## REQUIREMENTS
Your task is to give the data again, exactly, with every line intact.

[Excerpts from point annotation data]
———

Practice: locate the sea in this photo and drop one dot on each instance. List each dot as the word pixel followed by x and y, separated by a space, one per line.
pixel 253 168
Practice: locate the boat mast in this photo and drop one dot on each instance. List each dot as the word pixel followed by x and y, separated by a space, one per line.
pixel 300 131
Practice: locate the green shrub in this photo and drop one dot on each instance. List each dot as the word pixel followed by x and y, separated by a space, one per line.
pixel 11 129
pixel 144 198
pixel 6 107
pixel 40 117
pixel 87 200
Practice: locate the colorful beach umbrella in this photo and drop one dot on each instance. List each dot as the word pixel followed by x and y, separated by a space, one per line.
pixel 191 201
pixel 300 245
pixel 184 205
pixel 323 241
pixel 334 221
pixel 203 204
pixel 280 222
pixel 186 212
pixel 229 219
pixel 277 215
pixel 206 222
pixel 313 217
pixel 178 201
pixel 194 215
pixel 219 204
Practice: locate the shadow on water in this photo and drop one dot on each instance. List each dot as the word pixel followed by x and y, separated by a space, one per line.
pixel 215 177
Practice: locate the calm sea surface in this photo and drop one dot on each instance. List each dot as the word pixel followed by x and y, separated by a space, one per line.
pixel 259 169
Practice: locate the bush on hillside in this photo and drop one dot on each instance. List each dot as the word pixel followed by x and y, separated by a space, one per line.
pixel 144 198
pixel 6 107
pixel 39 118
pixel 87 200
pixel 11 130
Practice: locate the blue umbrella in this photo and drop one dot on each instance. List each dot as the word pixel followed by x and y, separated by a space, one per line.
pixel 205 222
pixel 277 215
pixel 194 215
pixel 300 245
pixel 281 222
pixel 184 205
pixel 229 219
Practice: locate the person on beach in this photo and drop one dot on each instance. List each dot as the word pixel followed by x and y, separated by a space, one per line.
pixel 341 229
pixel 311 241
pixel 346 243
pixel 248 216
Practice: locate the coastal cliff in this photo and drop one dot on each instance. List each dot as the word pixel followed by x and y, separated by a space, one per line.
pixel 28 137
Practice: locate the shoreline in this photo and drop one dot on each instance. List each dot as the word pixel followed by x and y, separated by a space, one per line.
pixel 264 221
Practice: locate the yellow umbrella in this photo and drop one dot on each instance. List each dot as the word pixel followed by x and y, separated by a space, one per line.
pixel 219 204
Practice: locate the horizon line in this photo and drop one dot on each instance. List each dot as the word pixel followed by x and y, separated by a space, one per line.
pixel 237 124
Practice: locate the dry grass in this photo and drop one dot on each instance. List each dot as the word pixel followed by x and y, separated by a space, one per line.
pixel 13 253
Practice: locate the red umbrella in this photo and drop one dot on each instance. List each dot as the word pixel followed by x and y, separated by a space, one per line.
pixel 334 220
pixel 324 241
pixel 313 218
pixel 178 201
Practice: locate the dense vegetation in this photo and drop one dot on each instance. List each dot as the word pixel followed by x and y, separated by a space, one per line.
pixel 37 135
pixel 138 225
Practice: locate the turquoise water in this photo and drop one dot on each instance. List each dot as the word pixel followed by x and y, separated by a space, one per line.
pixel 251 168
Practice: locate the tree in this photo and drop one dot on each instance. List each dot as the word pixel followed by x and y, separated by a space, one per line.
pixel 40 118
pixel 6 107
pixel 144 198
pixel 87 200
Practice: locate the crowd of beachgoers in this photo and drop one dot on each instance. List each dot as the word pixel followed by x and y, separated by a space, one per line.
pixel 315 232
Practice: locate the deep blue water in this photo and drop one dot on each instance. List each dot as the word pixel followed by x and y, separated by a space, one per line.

———

## RESPONSE TO THIS EXERCISE
Practice: locate the sea in this photo and drop one dot on each instance. List each dot as the word pixel followed by x and y, separated by a space, one per line.
pixel 253 168
Practice: locate the boat mast in this photo and drop one dot on each instance. List each dot as the word pixel followed by x and y, separated by a space, one per line.
pixel 300 131
Practice: locate the green shrub in this photo and drop one dot on each instance. List each dot as the word pixel followed by x and y, separated by a space, one per line.
pixel 11 129
pixel 144 198
pixel 6 107
pixel 40 117
pixel 87 200
Practice: locate the colorful beach umbrella in this photo and drop one dot on each instance. List each dot as the word pixel followed by x and y, separated by a space, one per line.
pixel 191 201
pixel 300 245
pixel 184 205
pixel 323 241
pixel 334 221
pixel 203 204
pixel 280 222
pixel 186 212
pixel 229 219
pixel 277 215
pixel 206 222
pixel 313 217
pixel 178 201
pixel 194 215
pixel 219 204
Practice: locate the shadow on water in this photo and drop one dot on each instance. List each dot as the word pixel followed by x and y, separated by a space, one per line.
pixel 215 177
Practice: locate the calm sea surface in this photo and drop one dot on each instance. List each dot as the word pixel followed by x and y, separated by a space, one per line.
pixel 259 169
Practice: locate the bush on hillside in this photo and drop one dot on each instance. List each dot as the word pixel followed by x and y, separated by a space, one per line.
pixel 144 198
pixel 6 107
pixel 39 118
pixel 87 200
pixel 11 130
Practice: locate the blue umbrella in this photo and drop one dot on each instance. List each dot as the word pixel followed by x and y, separated by a space, one per line.
pixel 205 222
pixel 277 215
pixel 194 215
pixel 300 245
pixel 281 222
pixel 184 205
pixel 229 219
Practice: locate the person on beach in this photo and drop one dot on each instance. List each dot as the word pixel followed by x and y, separated by a space, one per line.
pixel 341 229
pixel 311 241
pixel 346 243
pixel 248 216
Practice: locate the coastal cliff in this photo and drop one dot on each instance. List each dot as the word pixel followed by x and y, separated by a space, one per line.
pixel 28 137
Practice: locate the shoreline in this photo and drop one dot on each instance. List each dot as the word pixel followed by x and y, separated by a space, one per line.
pixel 264 221
Practice: locate the yellow umbrella in this photo and drop one dot on each instance. List each dot as the word pixel followed by x and y, separated by a space, one per line.
pixel 219 204
Practice: locate the horizon line in this photo and drop one dot on each instance. List each dot as the word pixel followed by x and y, separated by a space, one per line.
pixel 237 124
Practice: locate the dry grass in this photo and drop one dot on each instance. List each dot as the word pixel followed by x and y, separated by a space, one per line.
pixel 13 253
Practice: locate the red umbrella in this photo and drop one dot on each instance. List each dot as the word pixel followed by x and y, separated by a space, one per line.
pixel 334 220
pixel 324 241
pixel 313 218
pixel 178 201
Practice: locate the dense vegetation in this photo and drop one dot on each instance. List each dot as the word pixel followed by x and y, separated by a space, one per line.
pixel 37 135
pixel 138 225
Practice: locate the turquoise water in this photo and drop one dot on each instance. List each dot as the word pixel followed by x and y, separated by a space, one per line.
pixel 251 168
Practice: locate the tree in this photo and drop one dot on each instance. List each dot as the word pixel followed by x and y, separated by a space, one per line.
pixel 40 118
pixel 6 107
pixel 144 198
pixel 87 200
Practice: locate the crowd of beachgoers in this photo and drop one dot on each instance. List each dot as the word pixel followed by x and y, separated by a space, one per line.
pixel 315 232
Practice: locate the deep blue water in this photo and drop one dot on each instance. List each dot as the word pixel followed by x and y, separated by a space, one per line.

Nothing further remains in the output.